***** LISTED ENTRIES *****

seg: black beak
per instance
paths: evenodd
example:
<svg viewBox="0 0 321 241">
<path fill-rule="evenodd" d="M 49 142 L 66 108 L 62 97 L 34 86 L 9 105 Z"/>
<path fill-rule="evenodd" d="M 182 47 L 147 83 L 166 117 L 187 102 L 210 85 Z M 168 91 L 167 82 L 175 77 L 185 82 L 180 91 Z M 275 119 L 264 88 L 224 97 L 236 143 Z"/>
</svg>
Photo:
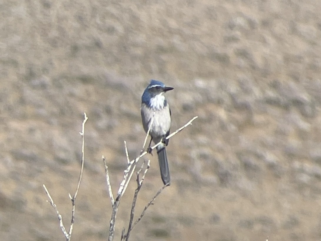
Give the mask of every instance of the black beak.
<svg viewBox="0 0 321 241">
<path fill-rule="evenodd" d="M 169 90 L 171 90 L 173 89 L 174 89 L 174 88 L 173 87 L 165 87 L 164 88 L 164 92 L 166 92 L 166 91 L 168 91 Z"/>
</svg>

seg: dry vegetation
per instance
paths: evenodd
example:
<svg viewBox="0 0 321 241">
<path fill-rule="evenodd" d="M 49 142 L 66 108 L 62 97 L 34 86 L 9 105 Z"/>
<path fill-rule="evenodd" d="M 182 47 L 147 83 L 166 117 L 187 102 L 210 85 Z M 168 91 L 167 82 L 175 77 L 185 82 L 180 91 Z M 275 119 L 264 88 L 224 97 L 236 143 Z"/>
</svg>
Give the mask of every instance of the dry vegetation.
<svg viewBox="0 0 321 241">
<path fill-rule="evenodd" d="M 172 184 L 131 240 L 320 240 L 321 1 L 221 2 L 0 2 L 2 240 L 63 240 L 42 185 L 70 217 L 84 112 L 73 239 L 106 240 L 101 157 L 118 186 L 124 141 L 131 156 L 141 148 L 140 96 L 155 78 L 175 88 L 173 129 L 199 118 L 171 140 Z M 137 213 L 162 186 L 149 158 Z"/>
</svg>

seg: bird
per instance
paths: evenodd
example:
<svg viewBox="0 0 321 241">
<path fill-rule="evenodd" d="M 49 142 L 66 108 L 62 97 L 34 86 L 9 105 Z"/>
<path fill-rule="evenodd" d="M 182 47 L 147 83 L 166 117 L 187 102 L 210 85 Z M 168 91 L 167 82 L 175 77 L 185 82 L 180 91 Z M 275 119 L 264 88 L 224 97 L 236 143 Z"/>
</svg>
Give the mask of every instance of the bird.
<svg viewBox="0 0 321 241">
<path fill-rule="evenodd" d="M 174 89 L 166 86 L 160 81 L 152 80 L 142 96 L 140 109 L 143 125 L 146 133 L 154 116 L 149 132 L 151 141 L 147 151 L 151 153 L 152 140 L 155 144 L 162 141 L 156 150 L 162 180 L 164 185 L 168 186 L 170 184 L 170 177 L 165 147 L 168 145 L 169 140 L 165 138 L 170 130 L 171 112 L 164 94 Z"/>
</svg>

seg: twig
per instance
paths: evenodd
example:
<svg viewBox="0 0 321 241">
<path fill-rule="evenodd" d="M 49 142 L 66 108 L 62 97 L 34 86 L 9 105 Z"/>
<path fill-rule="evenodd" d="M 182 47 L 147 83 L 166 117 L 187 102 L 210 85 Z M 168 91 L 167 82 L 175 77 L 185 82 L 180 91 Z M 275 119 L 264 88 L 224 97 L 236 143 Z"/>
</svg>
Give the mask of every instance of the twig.
<svg viewBox="0 0 321 241">
<path fill-rule="evenodd" d="M 106 173 L 106 181 L 107 182 L 107 185 L 108 187 L 108 193 L 109 194 L 109 197 L 110 198 L 110 201 L 111 201 L 111 206 L 113 207 L 115 201 L 114 199 L 114 195 L 113 195 L 113 192 L 111 190 L 111 185 L 110 185 L 110 179 L 109 178 L 108 167 L 107 165 L 106 159 L 105 159 L 105 157 L 103 156 L 102 156 L 102 160 L 105 164 L 105 171 Z"/>
<path fill-rule="evenodd" d="M 142 167 L 140 168 L 138 171 L 137 172 L 137 178 L 136 179 L 136 181 L 137 182 L 137 188 L 135 190 L 135 193 L 134 194 L 134 197 L 133 199 L 133 202 L 132 203 L 132 209 L 130 211 L 130 218 L 129 219 L 129 223 L 128 226 L 128 229 L 127 230 L 127 233 L 125 236 L 126 237 L 126 241 L 128 241 L 129 238 L 129 235 L 130 232 L 132 229 L 132 225 L 133 224 L 133 220 L 134 219 L 134 214 L 135 212 L 135 207 L 136 205 L 136 201 L 137 200 L 137 196 L 138 195 L 138 192 L 139 192 L 142 186 L 143 186 L 143 182 L 145 180 L 145 175 L 148 170 L 149 168 L 151 167 L 151 161 L 149 160 L 147 162 L 147 166 L 145 169 L 144 174 L 143 174 L 143 177 L 141 180 L 139 180 L 139 174 L 140 173 L 142 170 L 143 169 L 144 165 L 146 163 L 146 162 L 144 162 L 142 165 Z"/>
<path fill-rule="evenodd" d="M 169 135 L 168 136 L 166 139 L 169 139 L 169 138 L 171 138 L 174 136 L 176 134 L 178 133 L 179 132 L 181 131 L 182 130 L 183 130 L 184 128 L 187 127 L 188 126 L 192 124 L 192 122 L 194 121 L 195 119 L 197 118 L 197 116 L 195 116 L 189 121 L 188 121 L 187 123 L 185 124 L 184 126 L 178 129 L 176 131 L 172 133 L 170 135 Z M 120 199 L 124 195 L 124 193 L 125 193 L 125 191 L 126 191 L 126 189 L 128 185 L 128 184 L 129 183 L 129 181 L 130 179 L 131 179 L 132 176 L 133 175 L 133 174 L 135 171 L 135 169 L 136 168 L 136 164 L 137 162 L 142 157 L 146 155 L 147 153 L 147 151 L 143 151 L 143 150 L 145 147 L 145 145 L 146 144 L 146 143 L 147 142 L 147 140 L 148 138 L 148 137 L 149 135 L 149 133 L 150 131 L 151 128 L 152 127 L 152 124 L 154 121 L 154 116 L 153 115 L 152 117 L 152 120 L 151 121 L 151 123 L 150 123 L 149 126 L 149 129 L 148 131 L 146 133 L 146 136 L 145 137 L 145 140 L 144 142 L 144 144 L 143 145 L 143 147 L 142 149 L 142 151 L 141 152 L 141 154 L 135 159 L 132 160 L 130 162 L 129 161 L 129 158 L 128 157 L 128 151 L 127 150 L 127 146 L 126 144 L 126 143 L 125 143 L 125 149 L 126 150 L 126 157 L 127 159 L 127 167 L 126 168 L 125 170 L 124 170 L 124 176 L 123 177 L 123 180 L 122 182 L 121 182 L 120 184 L 119 185 L 119 188 L 118 189 L 118 191 L 117 192 L 117 196 L 116 197 L 116 199 L 115 200 L 113 199 L 113 198 L 112 198 L 112 193 L 111 192 L 111 188 L 110 185 L 110 183 L 109 183 L 108 184 L 108 180 L 109 179 L 109 174 L 108 173 L 108 172 L 106 172 L 106 180 L 107 180 L 108 184 L 108 191 L 109 193 L 109 196 L 111 198 L 111 202 L 112 203 L 112 205 L 113 207 L 113 211 L 112 213 L 111 218 L 110 219 L 110 220 L 109 222 L 109 236 L 108 237 L 108 240 L 109 241 L 111 241 L 114 239 L 114 237 L 115 234 L 115 222 L 116 221 L 116 216 L 117 215 L 117 212 L 118 210 L 118 207 L 119 206 L 119 204 L 120 203 Z M 156 148 L 158 146 L 160 145 L 161 143 L 162 143 L 162 141 L 160 141 L 158 143 L 156 144 L 154 146 L 152 147 L 151 150 L 152 150 Z M 104 158 L 103 158 L 103 159 Z M 108 170 L 108 167 L 107 167 L 107 165 L 106 164 L 106 160 L 104 160 L 104 162 L 105 164 L 105 170 Z M 148 168 L 149 168 L 149 167 Z M 140 184 L 139 184 L 138 185 L 139 186 L 140 185 L 140 186 L 141 186 L 141 185 L 142 184 L 142 182 L 143 180 L 143 179 L 145 178 L 145 174 L 146 174 L 146 172 L 147 171 L 145 170 L 145 172 L 144 173 L 144 174 L 143 176 L 143 177 L 142 178 L 142 180 L 140 182 L 142 182 L 142 183 Z M 107 176 L 108 176 L 108 177 Z M 143 211 L 143 212 L 142 213 L 142 214 L 141 215 L 140 217 L 136 222 L 131 227 L 129 227 L 128 230 L 129 232 L 130 232 L 132 229 L 133 229 L 134 226 L 136 225 L 137 223 L 139 221 L 139 220 L 141 219 L 142 218 L 143 216 L 144 213 L 145 211 L 148 208 L 148 207 L 152 204 L 152 202 L 154 200 L 156 197 L 160 193 L 161 191 L 167 186 L 168 185 L 165 185 L 154 196 L 153 199 L 152 200 L 150 203 L 148 203 L 147 205 L 145 207 L 145 208 L 144 210 Z M 140 189 L 140 188 L 139 188 L 137 191 L 139 192 L 139 190 Z M 136 191 L 135 191 L 136 192 Z M 137 194 L 136 194 L 137 195 Z M 134 204 L 134 205 L 135 204 Z M 129 236 L 128 233 L 128 236 Z M 123 231 L 122 233 L 122 239 L 123 239 L 123 238 L 125 238 L 126 236 L 127 235 L 125 235 L 124 231 Z"/>
<path fill-rule="evenodd" d="M 59 211 L 58 211 L 58 209 L 57 208 L 57 206 L 54 202 L 53 200 L 52 199 L 52 198 L 51 197 L 51 196 L 49 194 L 49 191 L 48 191 L 48 189 L 47 189 L 47 188 L 46 187 L 46 186 L 44 184 L 43 185 L 43 188 L 45 189 L 45 191 L 46 192 L 46 193 L 47 193 L 47 195 L 48 196 L 48 197 L 49 199 L 49 202 L 50 203 L 50 205 L 51 205 L 55 209 L 55 211 L 56 211 L 56 213 L 58 216 L 58 219 L 59 220 L 59 226 L 60 226 L 60 228 L 61 228 L 63 233 L 64 233 L 64 235 L 66 238 L 66 239 L 67 241 L 70 241 L 70 240 L 71 238 L 71 234 L 73 232 L 73 228 L 74 227 L 74 223 L 75 222 L 75 212 L 76 210 L 76 198 L 77 198 L 77 195 L 78 194 L 78 191 L 79 191 L 79 187 L 80 186 L 80 183 L 81 182 L 82 178 L 82 173 L 83 172 L 83 166 L 85 162 L 85 123 L 86 123 L 86 122 L 87 121 L 87 120 L 88 120 L 88 118 L 87 117 L 87 115 L 85 113 L 84 113 L 84 119 L 83 121 L 82 122 L 82 132 L 80 132 L 80 134 L 81 135 L 82 137 L 82 158 L 81 168 L 80 169 L 80 174 L 79 175 L 79 178 L 78 180 L 78 183 L 77 185 L 77 187 L 76 189 L 76 192 L 75 192 L 74 195 L 73 197 L 72 197 L 70 193 L 69 194 L 69 197 L 71 200 L 71 202 L 72 203 L 72 209 L 71 221 L 70 223 L 70 226 L 69 228 L 69 231 L 68 232 L 67 232 L 66 230 L 66 229 L 65 228 L 63 223 L 62 217 L 61 216 L 61 215 L 59 213 Z M 47 201 L 48 201 L 48 200 Z"/>
<path fill-rule="evenodd" d="M 153 116 L 152 118 L 152 119 L 151 120 L 151 122 L 149 124 L 149 126 L 148 128 L 148 130 L 147 131 L 147 133 L 146 134 L 146 136 L 145 138 L 145 139 L 144 141 L 144 143 L 143 144 L 143 147 L 142 149 L 142 151 L 141 152 L 141 153 L 143 152 L 144 147 L 145 147 L 145 145 L 146 145 L 146 143 L 147 142 L 147 139 L 148 138 L 148 136 L 149 135 L 149 133 L 151 131 L 151 129 L 152 128 L 152 126 L 154 122 L 154 116 L 155 112 L 154 112 L 154 114 L 153 115 Z M 120 185 L 119 186 L 119 188 L 118 190 L 118 192 L 117 193 L 117 197 L 116 198 L 116 200 L 118 199 L 122 196 L 124 193 L 125 192 L 125 191 L 126 191 L 126 189 L 127 188 L 127 186 L 128 185 L 128 184 L 129 183 L 129 181 L 130 180 L 130 179 L 132 178 L 132 176 L 133 175 L 133 174 L 134 173 L 134 172 L 135 171 L 135 169 L 136 168 L 136 164 L 137 162 L 138 162 L 140 158 L 142 156 L 140 156 L 136 158 L 134 160 L 133 160 L 131 162 L 129 162 L 128 164 L 128 165 L 127 166 L 127 168 L 126 170 L 125 170 L 124 172 L 124 178 L 123 178 L 123 181 L 122 181 Z M 134 164 L 134 165 L 132 168 L 132 166 Z M 127 178 L 128 173 L 130 171 L 131 169 L 132 169 L 132 171 L 130 173 L 130 174 L 129 175 L 129 178 Z"/>
<path fill-rule="evenodd" d="M 134 229 L 134 228 L 136 226 L 136 224 L 138 223 L 138 222 L 139 222 L 139 221 L 141 220 L 141 219 L 142 219 L 142 218 L 144 216 L 144 215 L 145 214 L 145 211 L 146 211 L 146 210 L 147 210 L 147 209 L 148 208 L 148 207 L 151 205 L 152 205 L 154 204 L 154 201 L 155 201 L 155 199 L 156 199 L 156 198 L 157 197 L 157 196 L 158 196 L 159 194 L 160 194 L 160 193 L 163 190 L 164 190 L 164 189 L 165 187 L 167 187 L 168 186 L 168 185 L 169 185 L 169 183 L 168 183 L 166 185 L 163 186 L 163 187 L 161 188 L 159 190 L 158 190 L 158 192 L 157 192 L 157 193 L 156 193 L 156 194 L 154 196 L 153 198 L 152 199 L 152 200 L 151 200 L 149 202 L 148 204 L 147 204 L 147 205 L 145 206 L 145 208 L 144 208 L 144 210 L 143 210 L 143 212 L 142 212 L 142 213 L 141 214 L 140 216 L 138 218 L 138 219 L 135 221 L 135 222 L 134 223 L 134 224 L 133 225 L 133 226 L 132 227 L 132 229 L 131 229 L 132 230 Z"/>
</svg>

*****

● **WHAT THE TASK REQUIRES**: Collect every line from the entries above that contains the word "vegetation" and copy each one out. Case counts.

● **ANSWER IN FULL**:
seg: dry vegetation
Give the mask of every instance of the dry vegetation.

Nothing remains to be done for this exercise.